__Exercise objective__: Please reproduce the data in its entirety, word for word.

Dataset items
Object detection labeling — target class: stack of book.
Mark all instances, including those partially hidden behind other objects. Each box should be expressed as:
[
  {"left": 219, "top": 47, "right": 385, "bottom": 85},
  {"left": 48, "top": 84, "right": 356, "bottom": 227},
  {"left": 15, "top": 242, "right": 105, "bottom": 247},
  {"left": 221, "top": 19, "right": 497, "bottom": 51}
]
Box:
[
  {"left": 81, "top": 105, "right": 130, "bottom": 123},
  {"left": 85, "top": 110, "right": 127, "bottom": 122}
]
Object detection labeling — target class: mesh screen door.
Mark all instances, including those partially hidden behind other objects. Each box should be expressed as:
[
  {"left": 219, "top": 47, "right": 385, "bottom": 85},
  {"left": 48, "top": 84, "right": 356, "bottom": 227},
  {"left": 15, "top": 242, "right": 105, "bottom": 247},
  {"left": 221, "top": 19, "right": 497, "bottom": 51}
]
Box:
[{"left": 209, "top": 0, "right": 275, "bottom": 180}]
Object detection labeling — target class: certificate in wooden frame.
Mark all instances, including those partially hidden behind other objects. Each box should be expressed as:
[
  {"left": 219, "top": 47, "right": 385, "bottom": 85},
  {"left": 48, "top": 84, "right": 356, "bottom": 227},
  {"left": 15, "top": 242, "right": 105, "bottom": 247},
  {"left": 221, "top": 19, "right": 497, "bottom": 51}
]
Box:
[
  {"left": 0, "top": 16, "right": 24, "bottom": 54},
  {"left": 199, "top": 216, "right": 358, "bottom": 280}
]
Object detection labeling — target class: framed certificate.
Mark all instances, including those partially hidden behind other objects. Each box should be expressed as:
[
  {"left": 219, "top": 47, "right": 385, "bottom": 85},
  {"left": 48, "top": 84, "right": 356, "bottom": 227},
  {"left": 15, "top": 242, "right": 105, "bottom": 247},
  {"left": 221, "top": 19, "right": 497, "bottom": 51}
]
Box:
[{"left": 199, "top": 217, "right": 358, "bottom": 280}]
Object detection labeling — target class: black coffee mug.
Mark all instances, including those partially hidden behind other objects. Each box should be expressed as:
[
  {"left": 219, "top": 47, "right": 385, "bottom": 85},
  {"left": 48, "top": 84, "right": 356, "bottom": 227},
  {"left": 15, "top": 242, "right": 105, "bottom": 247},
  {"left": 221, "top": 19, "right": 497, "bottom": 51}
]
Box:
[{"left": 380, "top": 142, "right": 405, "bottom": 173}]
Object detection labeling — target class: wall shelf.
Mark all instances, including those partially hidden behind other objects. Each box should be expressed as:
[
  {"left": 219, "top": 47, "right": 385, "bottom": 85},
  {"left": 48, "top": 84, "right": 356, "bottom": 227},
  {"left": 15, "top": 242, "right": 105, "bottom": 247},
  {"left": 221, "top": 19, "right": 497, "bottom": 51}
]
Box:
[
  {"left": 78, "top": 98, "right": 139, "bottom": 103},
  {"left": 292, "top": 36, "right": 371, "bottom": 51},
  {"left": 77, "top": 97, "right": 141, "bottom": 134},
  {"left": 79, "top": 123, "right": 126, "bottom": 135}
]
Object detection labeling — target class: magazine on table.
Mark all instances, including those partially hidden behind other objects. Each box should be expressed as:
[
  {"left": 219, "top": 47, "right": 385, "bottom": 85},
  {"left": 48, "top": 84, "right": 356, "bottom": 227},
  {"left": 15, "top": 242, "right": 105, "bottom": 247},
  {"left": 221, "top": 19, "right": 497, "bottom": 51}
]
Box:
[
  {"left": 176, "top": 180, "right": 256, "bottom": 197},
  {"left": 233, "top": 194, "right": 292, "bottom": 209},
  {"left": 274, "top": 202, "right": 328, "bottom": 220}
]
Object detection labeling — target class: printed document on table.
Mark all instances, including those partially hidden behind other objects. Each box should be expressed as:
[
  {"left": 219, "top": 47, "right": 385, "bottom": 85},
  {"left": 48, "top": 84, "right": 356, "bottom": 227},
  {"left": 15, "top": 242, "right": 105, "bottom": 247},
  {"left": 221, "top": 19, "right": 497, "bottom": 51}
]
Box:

__Your response__:
Object detection labeling — target class: stack of book.
Mark all instances, including those partially hidden behind other objects. Each box should be expressed as:
[
  {"left": 219, "top": 47, "right": 385, "bottom": 85},
  {"left": 48, "top": 84, "right": 356, "bottom": 227},
  {"left": 15, "top": 242, "right": 105, "bottom": 247},
  {"left": 221, "top": 19, "right": 497, "bottom": 51}
]
Box:
[
  {"left": 81, "top": 105, "right": 130, "bottom": 123},
  {"left": 85, "top": 110, "right": 127, "bottom": 122}
]
Object detection labeling — target class: mesh screen door.
Mark all instances, including those partially hidden behind other objects. Each box should be expressed as:
[
  {"left": 219, "top": 47, "right": 385, "bottom": 85},
  {"left": 48, "top": 84, "right": 356, "bottom": 227},
  {"left": 15, "top": 242, "right": 105, "bottom": 247},
  {"left": 221, "top": 19, "right": 497, "bottom": 51}
]
Box:
[{"left": 209, "top": 0, "right": 275, "bottom": 180}]
Object detection labeling — target class: certificate in wooden frame.
Mark all instances, including those partially hidden behind other objects. Each box should be expressed as:
[
  {"left": 219, "top": 47, "right": 385, "bottom": 85},
  {"left": 48, "top": 84, "right": 356, "bottom": 227},
  {"left": 15, "top": 242, "right": 105, "bottom": 247},
  {"left": 221, "top": 19, "right": 497, "bottom": 51}
]
Box:
[
  {"left": 0, "top": 16, "right": 24, "bottom": 54},
  {"left": 199, "top": 216, "right": 358, "bottom": 280}
]
Object detection labeling — target class: framed certificate.
Mark all instances, including those partially hidden behind other objects. Each box should be expressed as:
[
  {"left": 219, "top": 47, "right": 385, "bottom": 85},
  {"left": 48, "top": 84, "right": 356, "bottom": 227},
  {"left": 15, "top": 242, "right": 105, "bottom": 247},
  {"left": 221, "top": 19, "right": 497, "bottom": 51}
]
Box:
[{"left": 199, "top": 217, "right": 358, "bottom": 280}]
Object detection labeling — target class: black coffee mug.
Mark all instances, including those partially hidden behind other objects. Each box should be expressed as:
[
  {"left": 219, "top": 47, "right": 385, "bottom": 85},
  {"left": 48, "top": 84, "right": 356, "bottom": 227},
  {"left": 15, "top": 242, "right": 105, "bottom": 247},
  {"left": 221, "top": 19, "right": 497, "bottom": 51}
]
Box:
[{"left": 380, "top": 142, "right": 405, "bottom": 173}]
Object detection labeling — target class: wall shelf.
Mark all instances, including those partially hidden behind other objects. Each box should be expressed as:
[
  {"left": 219, "top": 47, "right": 385, "bottom": 85},
  {"left": 48, "top": 84, "right": 356, "bottom": 227},
  {"left": 15, "top": 242, "right": 105, "bottom": 247},
  {"left": 221, "top": 19, "right": 497, "bottom": 51}
]
Box:
[
  {"left": 78, "top": 98, "right": 139, "bottom": 103},
  {"left": 292, "top": 36, "right": 371, "bottom": 51},
  {"left": 77, "top": 97, "right": 141, "bottom": 134},
  {"left": 79, "top": 123, "right": 126, "bottom": 135}
]
Object detection labeling — target class: magazine on table.
Mark all instances, including those partially hidden behind other objects. Each box should be expressed as:
[
  {"left": 219, "top": 47, "right": 385, "bottom": 85},
  {"left": 48, "top": 84, "right": 356, "bottom": 227},
  {"left": 15, "top": 242, "right": 105, "bottom": 247},
  {"left": 221, "top": 19, "right": 497, "bottom": 51}
]
Box:
[
  {"left": 176, "top": 180, "right": 256, "bottom": 197},
  {"left": 233, "top": 194, "right": 292, "bottom": 209},
  {"left": 274, "top": 202, "right": 328, "bottom": 220}
]
Object detection labeling — target class: printed document on table.
Mark all instances, including those partially hidden behind other objects. Each box should be expressed as:
[
  {"left": 219, "top": 47, "right": 385, "bottom": 85},
  {"left": 48, "top": 84, "right": 356, "bottom": 227},
  {"left": 15, "top": 242, "right": 105, "bottom": 247},
  {"left": 221, "top": 19, "right": 497, "bottom": 51}
]
Box:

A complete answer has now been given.